● SOURCE TEXT
I’ve met many remarkable women, but none quite like Abhilasha Bafna.
She speaks with quiet authority — not to impress, but to awaken. There’s a gravity to her presence, a magnetic calm that draws you in. Her story doesn’t shout; it echoes.
Born in Ahmednagar to a traditional Marwari joint family rooted in discipline and legacy, Abhilasha was raised in an environment that valued stability above all. Her family ran a thriving cotton export business, where structure was law, and dreams stayed close to the ground.
But Abhilasha moved differently.
As a child, she dreamt of uniforms and skies — of joining the Indian Army, becoming an aeronautical engineer. Her spirit was wild, but her mind craved order. These weren’t just dreams; they were sparks. Yet in her world, they felt far away.
Her family lovingly nudged her toward a path that blended creativity with convention. She chose textile science and design, and later, Milan — the city of fashion — for her postgrad in fashion marketing.
That’s where everything changed.
The Witch, the Warnings & the Awakening
Milan wasn’t just a city — it was a portal. In its art and elegance, Abhilasha began to feel. Symbols spoke. Tarot cards called to her.
A trip to Venice during carnival led her to a hidden sanctuary — the House of Wiccans. There, she met an older woman. A witch — not from folklore, but someone hauntingly familiar. Their three brief encounters quietly changed Abhilasha’s life.

● MATERIAL PROVIDED

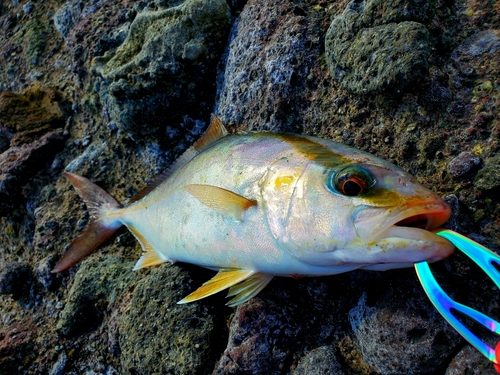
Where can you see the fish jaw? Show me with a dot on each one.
(402, 236)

● GIVEN PROBLEM
In the profile of Abhilasha Bafna, what business did her family run?

● FULL RESPONSE
A thriving cotton export business.